Provided data:
>>>>
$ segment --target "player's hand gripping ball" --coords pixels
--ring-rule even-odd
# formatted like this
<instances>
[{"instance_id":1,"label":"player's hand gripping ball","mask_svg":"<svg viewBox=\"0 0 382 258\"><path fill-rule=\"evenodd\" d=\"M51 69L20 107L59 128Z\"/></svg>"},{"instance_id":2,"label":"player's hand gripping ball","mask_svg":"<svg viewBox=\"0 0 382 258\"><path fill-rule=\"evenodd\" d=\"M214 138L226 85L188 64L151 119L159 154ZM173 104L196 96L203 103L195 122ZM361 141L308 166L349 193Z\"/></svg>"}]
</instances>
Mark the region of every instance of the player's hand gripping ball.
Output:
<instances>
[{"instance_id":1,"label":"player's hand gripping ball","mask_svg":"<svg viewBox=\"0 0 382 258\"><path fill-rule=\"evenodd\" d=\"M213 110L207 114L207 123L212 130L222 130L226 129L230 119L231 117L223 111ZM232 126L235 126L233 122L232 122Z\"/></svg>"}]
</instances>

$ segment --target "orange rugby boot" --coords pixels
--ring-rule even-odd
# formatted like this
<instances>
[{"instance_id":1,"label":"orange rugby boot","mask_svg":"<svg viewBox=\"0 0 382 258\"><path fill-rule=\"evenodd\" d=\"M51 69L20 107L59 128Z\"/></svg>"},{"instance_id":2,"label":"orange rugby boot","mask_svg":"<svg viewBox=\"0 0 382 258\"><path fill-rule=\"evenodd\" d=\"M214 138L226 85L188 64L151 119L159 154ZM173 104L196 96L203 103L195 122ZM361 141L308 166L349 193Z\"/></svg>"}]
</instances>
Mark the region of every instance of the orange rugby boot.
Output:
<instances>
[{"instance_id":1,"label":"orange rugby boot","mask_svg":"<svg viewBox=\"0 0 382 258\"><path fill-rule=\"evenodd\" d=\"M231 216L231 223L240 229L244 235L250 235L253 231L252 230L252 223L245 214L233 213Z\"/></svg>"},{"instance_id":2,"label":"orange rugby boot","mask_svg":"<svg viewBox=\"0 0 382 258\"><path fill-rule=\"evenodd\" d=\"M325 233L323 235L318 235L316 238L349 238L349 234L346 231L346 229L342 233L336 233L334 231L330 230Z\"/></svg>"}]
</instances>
<<<<
Set exercise: Reproduce the listing above, switching every occurrence of "Mark the region of" to "Outline" and leaving all other text unchanged.

Output of the task:
$ segment --target "player's hand gripping ball" --coords pixels
--ring-rule even-odd
# formatted like this
<instances>
[{"instance_id":1,"label":"player's hand gripping ball","mask_svg":"<svg viewBox=\"0 0 382 258\"><path fill-rule=\"evenodd\" d=\"M51 69L20 107L59 128Z\"/></svg>"},{"instance_id":2,"label":"player's hand gripping ball","mask_svg":"<svg viewBox=\"0 0 382 258\"><path fill-rule=\"evenodd\" d=\"M214 138L226 85L188 64L151 119L159 154ZM173 104L196 96L203 103L195 122ZM361 141L308 166L349 193Z\"/></svg>"}]
</instances>
Outline every instance of the player's hand gripping ball.
Output:
<instances>
[{"instance_id":1,"label":"player's hand gripping ball","mask_svg":"<svg viewBox=\"0 0 382 258\"><path fill-rule=\"evenodd\" d=\"M213 110L207 114L207 123L212 130L222 130L226 129L230 119L231 117L223 111ZM232 126L235 126L233 122L232 122Z\"/></svg>"}]
</instances>

$ segment --target "orange rugby boot" --coords pixels
--ring-rule even-odd
# formatted like this
<instances>
[{"instance_id":1,"label":"orange rugby boot","mask_svg":"<svg viewBox=\"0 0 382 258\"><path fill-rule=\"evenodd\" d=\"M51 69L20 107L59 128Z\"/></svg>"},{"instance_id":2,"label":"orange rugby boot","mask_svg":"<svg viewBox=\"0 0 382 258\"><path fill-rule=\"evenodd\" d=\"M214 138L226 85L188 64L151 119L159 154ZM173 104L196 96L203 103L195 122ZM361 141L308 166L349 193Z\"/></svg>"}]
</instances>
Outline every instance of the orange rugby boot.
Output:
<instances>
[{"instance_id":1,"label":"orange rugby boot","mask_svg":"<svg viewBox=\"0 0 382 258\"><path fill-rule=\"evenodd\" d=\"M231 216L231 223L240 229L244 235L250 235L253 231L252 230L252 223L245 214L233 213Z\"/></svg>"},{"instance_id":2,"label":"orange rugby boot","mask_svg":"<svg viewBox=\"0 0 382 258\"><path fill-rule=\"evenodd\" d=\"M325 233L323 235L318 235L316 238L349 238L349 234L346 231L346 229L342 233L336 233L334 231L330 230Z\"/></svg>"}]
</instances>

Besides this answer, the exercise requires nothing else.